_TO DO_:
(1) In the article on health information exchange at a VA medical center, how many unique patients does VAPIHCS serve?
(2) Continue the article on health information exchange at a VA medical center from the point where it stops.
--- SOURCE EXTRACT Enclosed Below ---
Usage of and Attitudes Toward Health Information Exchange Before and After System Implementation in a VA Medical Center

Fed Pract. 2019 July;36(7):322-326

Coinciding with the HIE system implementation and prior to having access to it, VAPIHCS medical and managed care staff were invited to complete an online needs assessment tool. Voluntary trainings on the system were offered at various times on multiple days and lasted approximately 1 hour. Six months after the HIE system was implemented, a postassessment tool reevaluated HIE-related access.

VHA Setting and HIE System

VAPIHCS serves about 55,000 unique patients across a 2.6 million square-mile catchment area (Hawaii and Pacific Island territories). Facilities include a medium-sized, urban VA medical center and 7 suburban or rural/remote primary care outpatient clinics.
--- End of Enclosed SOURCE EXTRACT ---
--- EXTRACTED DATA Enclosed Below ---
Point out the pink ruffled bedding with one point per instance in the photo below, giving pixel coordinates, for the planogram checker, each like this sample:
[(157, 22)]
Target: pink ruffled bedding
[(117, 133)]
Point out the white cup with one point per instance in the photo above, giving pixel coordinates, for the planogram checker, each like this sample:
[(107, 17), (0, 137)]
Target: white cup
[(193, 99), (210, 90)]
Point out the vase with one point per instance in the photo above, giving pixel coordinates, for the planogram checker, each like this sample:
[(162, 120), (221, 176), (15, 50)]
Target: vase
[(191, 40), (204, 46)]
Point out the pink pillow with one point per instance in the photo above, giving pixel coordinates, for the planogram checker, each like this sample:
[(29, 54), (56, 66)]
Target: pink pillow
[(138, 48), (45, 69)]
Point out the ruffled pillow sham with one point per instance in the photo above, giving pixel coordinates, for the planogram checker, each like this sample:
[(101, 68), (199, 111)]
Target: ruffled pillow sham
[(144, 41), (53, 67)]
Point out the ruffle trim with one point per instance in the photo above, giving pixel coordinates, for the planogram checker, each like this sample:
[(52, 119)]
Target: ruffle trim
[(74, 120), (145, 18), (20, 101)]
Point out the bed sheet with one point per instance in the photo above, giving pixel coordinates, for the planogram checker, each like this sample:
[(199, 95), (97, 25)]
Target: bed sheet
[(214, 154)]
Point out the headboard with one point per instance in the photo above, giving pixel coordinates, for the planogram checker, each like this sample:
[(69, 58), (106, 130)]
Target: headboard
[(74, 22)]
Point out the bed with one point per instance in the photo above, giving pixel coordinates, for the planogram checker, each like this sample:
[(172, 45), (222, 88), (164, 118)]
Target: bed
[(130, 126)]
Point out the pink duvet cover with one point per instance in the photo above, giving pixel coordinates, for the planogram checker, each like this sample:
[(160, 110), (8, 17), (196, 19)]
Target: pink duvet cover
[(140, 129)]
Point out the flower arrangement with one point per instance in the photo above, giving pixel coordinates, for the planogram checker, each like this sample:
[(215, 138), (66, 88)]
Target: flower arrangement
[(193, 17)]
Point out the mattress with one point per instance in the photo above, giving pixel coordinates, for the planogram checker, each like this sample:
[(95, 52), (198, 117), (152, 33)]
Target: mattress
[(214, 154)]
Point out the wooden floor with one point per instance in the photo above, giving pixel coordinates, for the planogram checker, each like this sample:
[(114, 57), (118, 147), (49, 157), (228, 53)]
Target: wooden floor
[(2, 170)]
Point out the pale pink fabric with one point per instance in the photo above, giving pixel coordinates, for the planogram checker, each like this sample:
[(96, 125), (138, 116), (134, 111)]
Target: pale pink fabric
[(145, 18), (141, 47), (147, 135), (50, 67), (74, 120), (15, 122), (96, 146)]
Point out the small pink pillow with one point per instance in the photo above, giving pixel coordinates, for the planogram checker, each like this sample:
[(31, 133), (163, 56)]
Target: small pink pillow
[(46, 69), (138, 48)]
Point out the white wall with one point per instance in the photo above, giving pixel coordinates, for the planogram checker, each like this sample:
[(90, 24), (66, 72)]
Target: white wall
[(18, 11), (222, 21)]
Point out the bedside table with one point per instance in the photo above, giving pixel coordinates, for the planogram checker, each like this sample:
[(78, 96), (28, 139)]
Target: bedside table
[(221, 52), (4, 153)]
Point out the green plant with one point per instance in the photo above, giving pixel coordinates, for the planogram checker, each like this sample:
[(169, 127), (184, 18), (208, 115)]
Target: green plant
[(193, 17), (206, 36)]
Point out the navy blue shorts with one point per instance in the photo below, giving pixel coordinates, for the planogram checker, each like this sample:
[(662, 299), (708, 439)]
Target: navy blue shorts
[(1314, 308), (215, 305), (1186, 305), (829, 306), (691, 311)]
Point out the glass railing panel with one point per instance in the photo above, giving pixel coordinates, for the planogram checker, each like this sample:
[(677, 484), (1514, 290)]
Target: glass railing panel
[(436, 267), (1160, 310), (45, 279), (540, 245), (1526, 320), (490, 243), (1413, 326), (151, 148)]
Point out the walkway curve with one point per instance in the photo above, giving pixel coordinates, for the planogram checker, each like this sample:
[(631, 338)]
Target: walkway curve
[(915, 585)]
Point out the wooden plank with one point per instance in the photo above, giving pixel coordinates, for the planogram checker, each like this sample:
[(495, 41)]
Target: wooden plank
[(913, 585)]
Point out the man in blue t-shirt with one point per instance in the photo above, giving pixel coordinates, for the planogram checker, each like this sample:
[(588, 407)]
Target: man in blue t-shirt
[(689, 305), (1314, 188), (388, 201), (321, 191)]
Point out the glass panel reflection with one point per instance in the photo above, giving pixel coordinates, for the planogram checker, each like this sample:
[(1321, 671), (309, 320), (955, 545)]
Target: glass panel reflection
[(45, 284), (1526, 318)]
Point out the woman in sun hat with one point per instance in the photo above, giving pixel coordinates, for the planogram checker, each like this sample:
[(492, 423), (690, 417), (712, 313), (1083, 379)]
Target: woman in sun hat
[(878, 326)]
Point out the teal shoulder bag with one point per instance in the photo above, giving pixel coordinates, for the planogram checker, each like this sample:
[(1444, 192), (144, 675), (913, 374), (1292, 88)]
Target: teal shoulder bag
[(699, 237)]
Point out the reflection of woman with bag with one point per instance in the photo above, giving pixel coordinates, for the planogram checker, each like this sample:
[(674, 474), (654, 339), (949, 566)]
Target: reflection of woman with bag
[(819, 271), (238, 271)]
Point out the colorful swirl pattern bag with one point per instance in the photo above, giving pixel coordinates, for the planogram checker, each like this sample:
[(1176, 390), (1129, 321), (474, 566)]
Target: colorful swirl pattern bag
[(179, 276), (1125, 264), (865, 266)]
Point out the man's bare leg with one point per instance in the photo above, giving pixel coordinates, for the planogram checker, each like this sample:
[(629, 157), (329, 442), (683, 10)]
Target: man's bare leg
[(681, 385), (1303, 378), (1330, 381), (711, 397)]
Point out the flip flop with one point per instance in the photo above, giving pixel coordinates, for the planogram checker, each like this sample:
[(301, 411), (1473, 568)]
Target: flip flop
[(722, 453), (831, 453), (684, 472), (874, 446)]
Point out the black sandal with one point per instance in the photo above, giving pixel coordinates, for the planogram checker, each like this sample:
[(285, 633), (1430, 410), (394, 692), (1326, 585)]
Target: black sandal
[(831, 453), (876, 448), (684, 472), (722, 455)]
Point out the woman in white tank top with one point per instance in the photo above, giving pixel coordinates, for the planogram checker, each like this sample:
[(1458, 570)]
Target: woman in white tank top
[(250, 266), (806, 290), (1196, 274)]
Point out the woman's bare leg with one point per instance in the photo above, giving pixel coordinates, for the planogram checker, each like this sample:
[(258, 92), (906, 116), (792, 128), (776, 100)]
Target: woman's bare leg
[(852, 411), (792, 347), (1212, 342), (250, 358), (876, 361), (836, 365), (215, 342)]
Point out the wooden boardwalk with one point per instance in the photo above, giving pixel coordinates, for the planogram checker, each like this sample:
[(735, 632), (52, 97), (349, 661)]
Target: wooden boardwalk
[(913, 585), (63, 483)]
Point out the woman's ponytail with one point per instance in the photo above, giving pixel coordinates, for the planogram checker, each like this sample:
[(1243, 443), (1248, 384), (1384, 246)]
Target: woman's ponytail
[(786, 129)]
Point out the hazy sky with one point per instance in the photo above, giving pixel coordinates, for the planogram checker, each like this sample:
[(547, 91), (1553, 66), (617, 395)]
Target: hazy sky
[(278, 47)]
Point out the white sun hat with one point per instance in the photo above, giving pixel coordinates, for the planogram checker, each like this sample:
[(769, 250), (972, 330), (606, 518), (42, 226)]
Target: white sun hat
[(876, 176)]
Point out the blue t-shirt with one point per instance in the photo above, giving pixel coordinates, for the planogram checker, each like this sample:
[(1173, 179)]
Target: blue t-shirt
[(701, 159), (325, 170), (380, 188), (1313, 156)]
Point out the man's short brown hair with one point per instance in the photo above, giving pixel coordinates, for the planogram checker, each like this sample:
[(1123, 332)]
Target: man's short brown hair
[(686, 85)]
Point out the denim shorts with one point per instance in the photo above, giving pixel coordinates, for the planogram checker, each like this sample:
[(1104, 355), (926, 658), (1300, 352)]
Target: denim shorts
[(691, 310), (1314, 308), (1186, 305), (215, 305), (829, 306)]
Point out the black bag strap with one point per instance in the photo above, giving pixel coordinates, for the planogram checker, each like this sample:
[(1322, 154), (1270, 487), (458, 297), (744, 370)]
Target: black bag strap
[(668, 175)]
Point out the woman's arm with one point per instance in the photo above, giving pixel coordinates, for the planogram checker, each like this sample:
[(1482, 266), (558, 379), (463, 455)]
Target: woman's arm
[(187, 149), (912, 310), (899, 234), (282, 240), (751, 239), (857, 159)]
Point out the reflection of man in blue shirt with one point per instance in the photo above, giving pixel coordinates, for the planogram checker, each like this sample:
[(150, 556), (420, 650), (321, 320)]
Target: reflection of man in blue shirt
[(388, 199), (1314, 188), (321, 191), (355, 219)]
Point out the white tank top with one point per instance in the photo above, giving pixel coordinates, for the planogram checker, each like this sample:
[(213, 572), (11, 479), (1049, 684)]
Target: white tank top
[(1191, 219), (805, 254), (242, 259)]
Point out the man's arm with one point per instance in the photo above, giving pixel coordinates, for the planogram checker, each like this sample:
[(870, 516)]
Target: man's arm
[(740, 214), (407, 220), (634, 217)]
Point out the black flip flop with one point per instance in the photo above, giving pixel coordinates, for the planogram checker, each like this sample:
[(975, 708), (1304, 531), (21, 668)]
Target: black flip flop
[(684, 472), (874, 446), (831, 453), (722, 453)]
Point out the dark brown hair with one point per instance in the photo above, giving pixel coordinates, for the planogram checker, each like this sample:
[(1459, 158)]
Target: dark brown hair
--- End of Enclosed EXTRACTED DATA ---
_ANSWERS TO THE PROBLEMS_:
(1) About 55,000.

(2)
VAPIHCS contracted with Hawaii Health Information Exchange (HHIE), a nonprofit organization that was designated by the state of Hawaii to develop a seamless, secure HIE system. According to HHIE, 83% of the 23 hospitals in the state and 55% of Hawaii’s 2,927 active practicing physicians have adopted the HIE system (F. Chan, personal communication, December 12, 2018). HHIE’s data sources provide real-time access to a database of 20 million health records. Records include, among other records, data such as patients’ reasons for referral, encounter diagnoses, medications, immunizations, and discharge instructions from many (but not all) HCPs in Hawaii.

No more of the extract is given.